• [Task requirements] The answer should consist of each line from the data below that includes "speaker".

• [Supplied data]

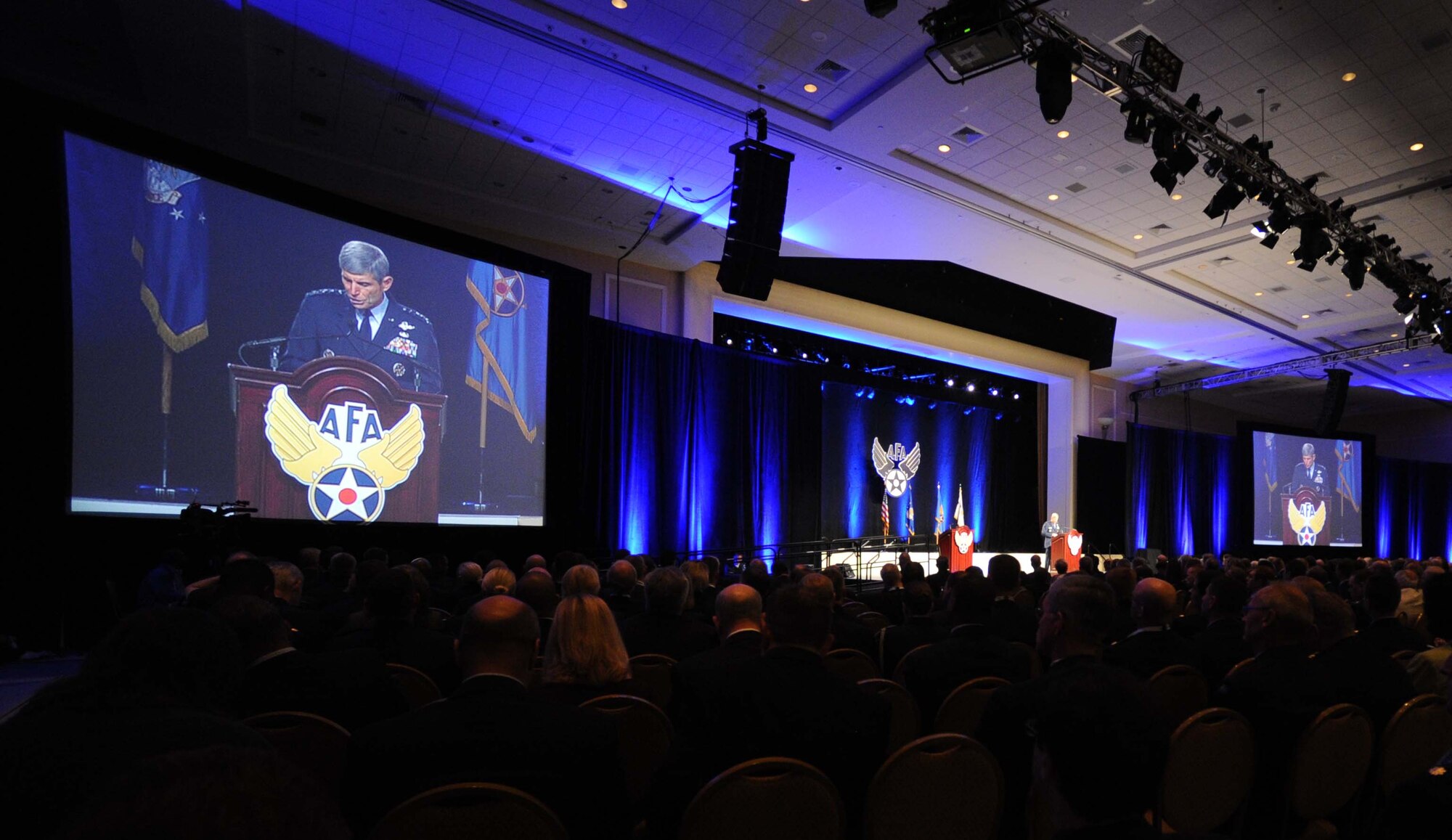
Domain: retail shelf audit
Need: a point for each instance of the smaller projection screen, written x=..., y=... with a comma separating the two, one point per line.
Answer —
x=1308, y=492
x=391, y=381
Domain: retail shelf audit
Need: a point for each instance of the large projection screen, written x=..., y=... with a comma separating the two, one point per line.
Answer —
x=175, y=277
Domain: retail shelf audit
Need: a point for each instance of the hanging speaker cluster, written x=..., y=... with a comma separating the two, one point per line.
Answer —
x=759, y=205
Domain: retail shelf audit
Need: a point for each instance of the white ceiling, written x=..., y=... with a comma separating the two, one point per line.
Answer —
x=566, y=120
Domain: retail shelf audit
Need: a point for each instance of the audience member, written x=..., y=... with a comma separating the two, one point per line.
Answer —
x=492, y=730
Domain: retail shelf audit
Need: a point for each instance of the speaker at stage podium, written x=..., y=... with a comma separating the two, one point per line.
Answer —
x=958, y=545
x=1069, y=548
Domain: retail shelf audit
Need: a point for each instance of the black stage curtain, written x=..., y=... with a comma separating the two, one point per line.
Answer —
x=689, y=446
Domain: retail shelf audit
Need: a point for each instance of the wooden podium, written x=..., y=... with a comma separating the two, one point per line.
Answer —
x=958, y=545
x=1306, y=502
x=1069, y=548
x=320, y=384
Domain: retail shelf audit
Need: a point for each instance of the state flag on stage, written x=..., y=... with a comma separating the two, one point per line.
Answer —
x=499, y=364
x=171, y=243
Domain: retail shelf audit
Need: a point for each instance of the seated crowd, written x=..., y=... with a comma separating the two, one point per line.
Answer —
x=150, y=738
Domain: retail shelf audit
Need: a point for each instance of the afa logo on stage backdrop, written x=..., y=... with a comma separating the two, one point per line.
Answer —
x=346, y=458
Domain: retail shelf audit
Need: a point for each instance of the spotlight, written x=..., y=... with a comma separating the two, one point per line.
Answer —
x=1055, y=62
x=1228, y=200
x=1315, y=245
x=1138, y=126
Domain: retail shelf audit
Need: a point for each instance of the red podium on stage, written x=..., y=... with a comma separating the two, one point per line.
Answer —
x=1069, y=548
x=958, y=545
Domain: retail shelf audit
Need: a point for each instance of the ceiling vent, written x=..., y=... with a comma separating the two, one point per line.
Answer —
x=1133, y=41
x=831, y=72
x=968, y=136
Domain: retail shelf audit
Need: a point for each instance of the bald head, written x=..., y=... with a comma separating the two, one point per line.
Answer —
x=500, y=635
x=738, y=606
x=1154, y=602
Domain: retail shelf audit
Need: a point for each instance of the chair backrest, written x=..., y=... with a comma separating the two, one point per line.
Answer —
x=1178, y=692
x=1238, y=666
x=1415, y=738
x=310, y=741
x=904, y=798
x=470, y=811
x=963, y=708
x=645, y=737
x=907, y=721
x=873, y=621
x=417, y=686
x=1331, y=762
x=1209, y=769
x=653, y=677
x=900, y=673
x=766, y=799
x=852, y=663
x=1036, y=666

• [Answer to this problem]
Need: a point for each instance of the hanging speaker cluster, written x=..., y=... with a comma separating the two, one point per line.
Need: a point for each instance of the speaker at stage podium, written x=..., y=... with a comma separating the two, one point per line.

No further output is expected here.